Given data =>

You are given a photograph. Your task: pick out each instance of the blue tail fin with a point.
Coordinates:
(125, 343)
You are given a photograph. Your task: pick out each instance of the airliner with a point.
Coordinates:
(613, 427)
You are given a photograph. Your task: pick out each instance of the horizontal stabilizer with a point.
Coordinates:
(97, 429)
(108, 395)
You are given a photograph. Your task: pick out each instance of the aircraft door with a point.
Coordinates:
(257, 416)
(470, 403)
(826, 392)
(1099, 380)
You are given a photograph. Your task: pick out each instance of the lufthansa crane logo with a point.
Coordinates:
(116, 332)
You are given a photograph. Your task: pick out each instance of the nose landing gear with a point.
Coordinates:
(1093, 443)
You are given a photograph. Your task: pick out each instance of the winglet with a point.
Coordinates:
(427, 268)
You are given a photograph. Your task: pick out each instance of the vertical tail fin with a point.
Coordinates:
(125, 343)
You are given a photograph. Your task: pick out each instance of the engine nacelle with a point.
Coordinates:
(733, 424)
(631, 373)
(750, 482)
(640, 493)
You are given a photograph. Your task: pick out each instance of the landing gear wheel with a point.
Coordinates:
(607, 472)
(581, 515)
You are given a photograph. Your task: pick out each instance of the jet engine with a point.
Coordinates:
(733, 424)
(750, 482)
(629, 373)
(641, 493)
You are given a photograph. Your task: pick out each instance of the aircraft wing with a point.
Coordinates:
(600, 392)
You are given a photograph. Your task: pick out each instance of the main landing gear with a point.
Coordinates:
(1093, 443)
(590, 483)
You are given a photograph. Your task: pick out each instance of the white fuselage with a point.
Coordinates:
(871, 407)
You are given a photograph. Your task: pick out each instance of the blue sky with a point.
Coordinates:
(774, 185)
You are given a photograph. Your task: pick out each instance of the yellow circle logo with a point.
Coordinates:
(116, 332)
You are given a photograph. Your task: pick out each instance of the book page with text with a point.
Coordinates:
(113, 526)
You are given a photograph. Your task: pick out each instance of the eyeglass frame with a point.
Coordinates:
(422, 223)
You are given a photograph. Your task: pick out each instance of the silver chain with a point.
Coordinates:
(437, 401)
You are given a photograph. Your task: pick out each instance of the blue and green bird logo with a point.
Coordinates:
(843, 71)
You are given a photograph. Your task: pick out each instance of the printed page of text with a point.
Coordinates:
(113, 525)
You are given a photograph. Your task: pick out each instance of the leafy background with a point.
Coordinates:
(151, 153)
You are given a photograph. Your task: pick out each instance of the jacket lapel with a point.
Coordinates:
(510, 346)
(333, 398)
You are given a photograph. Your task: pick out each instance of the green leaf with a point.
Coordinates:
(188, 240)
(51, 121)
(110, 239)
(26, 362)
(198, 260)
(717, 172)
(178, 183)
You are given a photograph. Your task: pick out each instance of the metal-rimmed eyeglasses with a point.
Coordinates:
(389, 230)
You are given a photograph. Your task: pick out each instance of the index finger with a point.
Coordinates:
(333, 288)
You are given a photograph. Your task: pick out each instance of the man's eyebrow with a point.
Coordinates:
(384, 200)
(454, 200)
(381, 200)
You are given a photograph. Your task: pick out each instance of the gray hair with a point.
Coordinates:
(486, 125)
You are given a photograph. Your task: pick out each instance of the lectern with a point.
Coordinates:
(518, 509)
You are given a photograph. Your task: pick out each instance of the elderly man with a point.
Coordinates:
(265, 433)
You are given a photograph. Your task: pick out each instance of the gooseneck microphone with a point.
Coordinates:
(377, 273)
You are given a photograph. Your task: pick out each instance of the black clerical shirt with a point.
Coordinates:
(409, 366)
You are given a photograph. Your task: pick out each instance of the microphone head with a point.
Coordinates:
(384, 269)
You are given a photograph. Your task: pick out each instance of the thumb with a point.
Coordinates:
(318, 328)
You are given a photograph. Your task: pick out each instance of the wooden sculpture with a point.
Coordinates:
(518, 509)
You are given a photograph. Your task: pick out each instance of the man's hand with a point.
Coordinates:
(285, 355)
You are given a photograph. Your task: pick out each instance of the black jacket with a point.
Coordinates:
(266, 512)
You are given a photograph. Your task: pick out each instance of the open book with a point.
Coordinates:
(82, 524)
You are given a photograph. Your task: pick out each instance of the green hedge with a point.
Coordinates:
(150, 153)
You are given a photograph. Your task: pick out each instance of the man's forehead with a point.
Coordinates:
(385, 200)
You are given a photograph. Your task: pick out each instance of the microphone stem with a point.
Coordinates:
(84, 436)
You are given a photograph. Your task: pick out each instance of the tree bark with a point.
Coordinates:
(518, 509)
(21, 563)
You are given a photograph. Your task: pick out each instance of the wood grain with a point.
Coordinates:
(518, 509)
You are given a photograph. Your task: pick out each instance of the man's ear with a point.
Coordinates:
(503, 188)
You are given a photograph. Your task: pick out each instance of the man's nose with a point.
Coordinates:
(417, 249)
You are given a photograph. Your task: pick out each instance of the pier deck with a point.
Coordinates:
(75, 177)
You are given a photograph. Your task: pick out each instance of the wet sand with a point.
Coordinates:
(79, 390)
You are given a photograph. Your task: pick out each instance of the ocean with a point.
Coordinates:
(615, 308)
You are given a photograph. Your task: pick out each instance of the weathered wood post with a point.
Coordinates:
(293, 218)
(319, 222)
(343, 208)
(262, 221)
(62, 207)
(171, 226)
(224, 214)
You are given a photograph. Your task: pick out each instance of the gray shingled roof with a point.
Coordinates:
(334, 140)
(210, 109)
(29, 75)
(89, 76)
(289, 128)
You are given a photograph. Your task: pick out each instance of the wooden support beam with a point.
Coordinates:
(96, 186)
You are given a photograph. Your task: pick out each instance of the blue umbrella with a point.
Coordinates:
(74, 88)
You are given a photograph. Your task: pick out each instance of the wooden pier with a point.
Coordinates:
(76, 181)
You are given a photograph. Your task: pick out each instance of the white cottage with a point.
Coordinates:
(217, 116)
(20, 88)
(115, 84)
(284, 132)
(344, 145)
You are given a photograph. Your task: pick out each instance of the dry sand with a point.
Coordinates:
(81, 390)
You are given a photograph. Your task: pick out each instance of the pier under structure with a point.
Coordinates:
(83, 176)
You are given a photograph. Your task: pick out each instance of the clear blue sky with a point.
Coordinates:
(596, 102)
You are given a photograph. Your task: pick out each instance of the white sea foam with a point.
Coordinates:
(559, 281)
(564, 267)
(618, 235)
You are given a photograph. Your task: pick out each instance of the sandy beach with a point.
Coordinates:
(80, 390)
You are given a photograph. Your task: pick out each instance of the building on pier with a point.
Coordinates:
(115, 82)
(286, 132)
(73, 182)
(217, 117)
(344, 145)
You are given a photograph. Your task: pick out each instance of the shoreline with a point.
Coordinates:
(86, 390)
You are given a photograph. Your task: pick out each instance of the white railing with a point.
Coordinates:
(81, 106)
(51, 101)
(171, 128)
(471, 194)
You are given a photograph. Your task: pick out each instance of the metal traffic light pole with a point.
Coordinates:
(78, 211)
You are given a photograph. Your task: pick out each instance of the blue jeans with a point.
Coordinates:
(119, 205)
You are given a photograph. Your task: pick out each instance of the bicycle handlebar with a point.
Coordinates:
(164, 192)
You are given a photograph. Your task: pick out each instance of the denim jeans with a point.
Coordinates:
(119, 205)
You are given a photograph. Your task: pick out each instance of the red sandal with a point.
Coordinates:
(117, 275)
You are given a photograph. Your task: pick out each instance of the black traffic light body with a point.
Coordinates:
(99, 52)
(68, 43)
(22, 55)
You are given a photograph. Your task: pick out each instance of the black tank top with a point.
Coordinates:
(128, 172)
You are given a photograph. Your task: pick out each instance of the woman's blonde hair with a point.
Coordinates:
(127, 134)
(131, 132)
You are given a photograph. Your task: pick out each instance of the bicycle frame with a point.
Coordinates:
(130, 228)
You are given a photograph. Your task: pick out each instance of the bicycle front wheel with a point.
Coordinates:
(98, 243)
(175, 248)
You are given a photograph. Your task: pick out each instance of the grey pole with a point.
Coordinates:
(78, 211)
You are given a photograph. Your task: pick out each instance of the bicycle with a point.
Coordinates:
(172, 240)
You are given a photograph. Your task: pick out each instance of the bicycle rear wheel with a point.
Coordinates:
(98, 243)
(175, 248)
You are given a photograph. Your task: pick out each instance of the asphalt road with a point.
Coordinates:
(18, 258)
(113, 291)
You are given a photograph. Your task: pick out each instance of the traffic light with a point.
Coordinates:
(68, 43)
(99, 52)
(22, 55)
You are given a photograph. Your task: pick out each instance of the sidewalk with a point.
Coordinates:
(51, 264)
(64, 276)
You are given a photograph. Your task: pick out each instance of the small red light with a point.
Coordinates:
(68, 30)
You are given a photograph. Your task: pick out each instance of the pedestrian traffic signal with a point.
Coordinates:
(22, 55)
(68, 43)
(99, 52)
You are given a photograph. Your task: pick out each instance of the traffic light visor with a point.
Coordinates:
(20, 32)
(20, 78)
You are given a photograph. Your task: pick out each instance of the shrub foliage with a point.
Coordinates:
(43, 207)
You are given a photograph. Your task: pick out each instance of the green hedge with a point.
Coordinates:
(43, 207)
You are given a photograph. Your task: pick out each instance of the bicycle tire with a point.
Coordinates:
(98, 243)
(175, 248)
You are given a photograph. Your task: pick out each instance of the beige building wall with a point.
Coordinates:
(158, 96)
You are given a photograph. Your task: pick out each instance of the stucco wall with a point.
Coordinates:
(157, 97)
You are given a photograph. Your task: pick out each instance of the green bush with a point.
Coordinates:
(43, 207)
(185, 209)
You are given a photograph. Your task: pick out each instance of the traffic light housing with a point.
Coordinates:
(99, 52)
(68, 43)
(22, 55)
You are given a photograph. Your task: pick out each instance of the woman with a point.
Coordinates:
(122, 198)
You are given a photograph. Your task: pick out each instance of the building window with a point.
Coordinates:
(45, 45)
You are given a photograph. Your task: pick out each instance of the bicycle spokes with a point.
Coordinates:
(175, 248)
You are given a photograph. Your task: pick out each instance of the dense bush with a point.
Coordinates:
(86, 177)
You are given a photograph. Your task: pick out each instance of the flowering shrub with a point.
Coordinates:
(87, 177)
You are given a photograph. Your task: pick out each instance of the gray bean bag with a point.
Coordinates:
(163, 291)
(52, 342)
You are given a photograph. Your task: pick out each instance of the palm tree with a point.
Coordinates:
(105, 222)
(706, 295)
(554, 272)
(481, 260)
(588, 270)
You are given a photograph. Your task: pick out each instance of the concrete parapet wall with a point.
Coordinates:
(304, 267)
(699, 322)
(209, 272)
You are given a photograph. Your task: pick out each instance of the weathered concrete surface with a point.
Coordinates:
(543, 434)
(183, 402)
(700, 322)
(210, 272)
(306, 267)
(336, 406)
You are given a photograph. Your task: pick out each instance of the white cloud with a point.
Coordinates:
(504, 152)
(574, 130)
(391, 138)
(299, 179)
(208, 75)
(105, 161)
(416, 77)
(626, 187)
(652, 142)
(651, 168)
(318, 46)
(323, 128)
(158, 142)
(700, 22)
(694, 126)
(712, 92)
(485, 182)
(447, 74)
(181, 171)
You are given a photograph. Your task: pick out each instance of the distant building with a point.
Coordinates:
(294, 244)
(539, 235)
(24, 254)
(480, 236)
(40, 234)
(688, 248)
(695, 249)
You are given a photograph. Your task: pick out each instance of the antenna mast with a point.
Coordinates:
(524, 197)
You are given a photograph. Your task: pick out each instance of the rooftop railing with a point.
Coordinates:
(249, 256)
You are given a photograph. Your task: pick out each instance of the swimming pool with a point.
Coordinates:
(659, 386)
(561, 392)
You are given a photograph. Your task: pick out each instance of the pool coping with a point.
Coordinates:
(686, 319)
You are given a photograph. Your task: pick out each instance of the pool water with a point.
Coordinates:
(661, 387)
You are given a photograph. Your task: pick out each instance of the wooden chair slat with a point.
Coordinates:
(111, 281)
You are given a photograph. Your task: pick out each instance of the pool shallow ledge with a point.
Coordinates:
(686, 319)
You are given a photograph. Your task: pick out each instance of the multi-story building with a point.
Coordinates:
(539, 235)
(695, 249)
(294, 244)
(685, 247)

Exercise task => Extract, verbatim, the lines from the one containing "pool with a point." through the last line of the listing above.

Task output =>
You are given a photograph. Your task: pick out each instance of the swimming pool with a point.
Coordinates:
(659, 386)
(561, 392)
You are given a photograph. Your task: pick out each instance of the pool coping with a point.
Coordinates:
(686, 319)
You are given a photograph. Your task: pick out each instance of the pool water with a point.
Coordinates:
(661, 387)
You are given a photograph. Your task: pick out each instance of the wooden chair slat with a point.
Coordinates:
(111, 281)
You are given a photograph. Your task: pick out each instance of the pool shallow ledge with a point.
Coordinates:
(686, 319)
You are given a photograph. Your task: pick out each instance of the multi-story building with a point.
Coordinates:
(539, 235)
(695, 249)
(294, 244)
(685, 247)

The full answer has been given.